Tasks to carry out:
[1] In the essay on Augustine, condense the paragraph beginning "St Augustine's testimony in the Confessions" into a shorter version that keeps its main facts.
[2] Which two thinkers does the essay on Augustine name for a lucidity that Augustine's writing lacks?
[3] Copy the stretch of the essay on Augustine from "There is none" through "validity might lie." word for word.

Text block:
==============================

This certainly is not the attitude espoused by early Christianity where our proper location is in another time and place than the one in which we find ourselves. This is why for someone like Augustine – already stricken with the detestation of this world – the scepticism of Platonic thought was so appealing and so practical when applied to his efforts to understand his faith as it related to the world in which he found himself. For Augustine, neo-plationic metaphysics was the key in rationalising his faith and it is in his Confessions that we see him working through this process.

What is striking here is that, although Augustine’s prodigious intellect is made apparent from the outset of his text, anyone who has spent any time with the Platonic dialogues cannot help but be struck by a certain fragility in his rhetoric and the weakness of his logic. Any real kind of dialectical process is very diluted and his discourses on time, the senses and general epistemology are ultimately rendered useless by his refusal or inability to ground them in rigourous empirical study. Instead he floats around endlessly in enthusiastic speculation :

“Another view might be that past and future do exist, but that time emerges from secret refuge when it passes from future to the present, and goes back into hiding when it moves from the present to the past. Otherwise, how do prophets see the future, if there is not yet a future to be seen? It is impossible to see what does not exist. In the same way people who describe the past could not describe it correctly unless they saw it in their minds, and if the past did not exist it would be impossible for them to see it at all. Therefore both the past and the future do exist.”22

There is none of the lucidity of an Aristotle or an Epicurus nor is there the hard rigour of the true Platonic dialectic. Still, we cannot help being stuck by a certain honesty in the depiction of his angst and, if we are compassionate, we can only marvel at the enormity of his search as well as the remarkable way in which Augustine used what was available to him to come to his own spiritual conclusions, regardless of where our personal opinions of their validity might lie.

St Augustine’s testimony in the Confessions is an account of his Passion. It is the narcissistic struggle with his own identity and fate; it is a catharsis of guilt and fear as well as a quest for the limits of his desire and the locus of his passions – it is radically individualistic. Everything is turned inward, towards the self and its relation to God; that which does not conform with the ideal is rejected. There is something which now takes on the dynamic of a spiritual economy where the individual’s excess of feeling, desire or passion can either be ‘invested’ in some way or repressed, denied and detested.23

Although the Confessions is certainly self analytical, Augustine would have had no way of performing an analysis of the above type on himself, limited as he was by the discursive rational tools he had available to him and by the society in which he found himself. If we take into account the disparate and chaotic nature of the crumbling civilisation in which he lived, it is not surprising that a person like St Augustine would have longed for homogeneity and stability, even only as it existed in the realm of faith as he rationalised it discursively. He invested his passion in the construction of a world of faith – a world apart, brilliantly furnished with rhetorical constructions, fabricated largely out of neo-plationic discourse. While we must try to understand Augustine on his own terms and appreciate the fact that it was in no small part due to him that the light of reason, in some form, was kept dimly burning through the Early Middle Ages, we cannot not ignore the legacy his thought represents as we view it from our modern vantage point.

==============================

Dataset records:
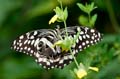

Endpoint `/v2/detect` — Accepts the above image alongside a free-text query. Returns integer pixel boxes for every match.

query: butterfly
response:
[11,26,102,69]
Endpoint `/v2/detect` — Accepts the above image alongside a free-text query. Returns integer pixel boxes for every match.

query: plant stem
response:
[88,13,92,27]
[64,21,79,68]
[70,48,79,69]
[64,21,68,37]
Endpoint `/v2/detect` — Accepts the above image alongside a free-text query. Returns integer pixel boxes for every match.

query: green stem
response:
[88,13,91,26]
[64,21,68,37]
[70,48,79,69]
[64,21,79,68]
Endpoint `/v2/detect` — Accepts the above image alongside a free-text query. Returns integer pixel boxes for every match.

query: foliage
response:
[0,0,120,79]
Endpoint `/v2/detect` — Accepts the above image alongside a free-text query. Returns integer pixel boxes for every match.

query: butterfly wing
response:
[12,26,102,69]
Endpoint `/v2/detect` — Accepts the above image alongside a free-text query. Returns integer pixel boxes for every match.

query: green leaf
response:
[77,2,97,14]
[90,14,97,27]
[79,15,89,26]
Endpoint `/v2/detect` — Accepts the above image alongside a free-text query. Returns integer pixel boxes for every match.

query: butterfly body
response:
[12,26,102,69]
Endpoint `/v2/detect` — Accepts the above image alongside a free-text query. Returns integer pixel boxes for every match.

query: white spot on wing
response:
[19,35,24,39]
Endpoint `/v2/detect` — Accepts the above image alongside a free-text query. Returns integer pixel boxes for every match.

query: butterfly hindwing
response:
[12,26,102,69]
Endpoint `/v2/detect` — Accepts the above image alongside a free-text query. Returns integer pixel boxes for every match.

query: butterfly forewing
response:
[12,26,102,69]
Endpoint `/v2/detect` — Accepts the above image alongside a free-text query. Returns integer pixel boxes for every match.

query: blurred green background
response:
[0,0,120,79]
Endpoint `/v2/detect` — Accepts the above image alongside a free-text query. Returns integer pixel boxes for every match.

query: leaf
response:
[79,15,89,26]
[77,3,88,13]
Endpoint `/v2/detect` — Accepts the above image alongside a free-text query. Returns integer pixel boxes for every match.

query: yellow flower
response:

==============================

Solutions:
[1] In the Confessions, St Augustine gives an account of his Passion. It is a narcissistic struggle with his identity and fate, a catharsis of guilt and fear, and a search for the limits of his desire and the source of his passions. The work is radically individualistic. It turns inward toward the self and its relation to God and rejects whatever does not fit the ideal. It takes on the dynamic of a spiritual economy, in which an excess of feeling, desire or passion is either "invested" or repressed, denied and detested.

[2] Aristotle and Epicurus.

[3]
There is none of the lucidity of an Aristotle or an Epicurus nor is there the hard rigour of the true Platonic dialectic. Still, we cannot help being stuck by a certain honesty in the depiction of his angst and, if we are compassionate, we can only marvel at the enormity of his search as well as the remarkable way in which Augustine used what was available to him to come to his own spiritual conclusions, regardless of where our personal opinions of their validity might lie.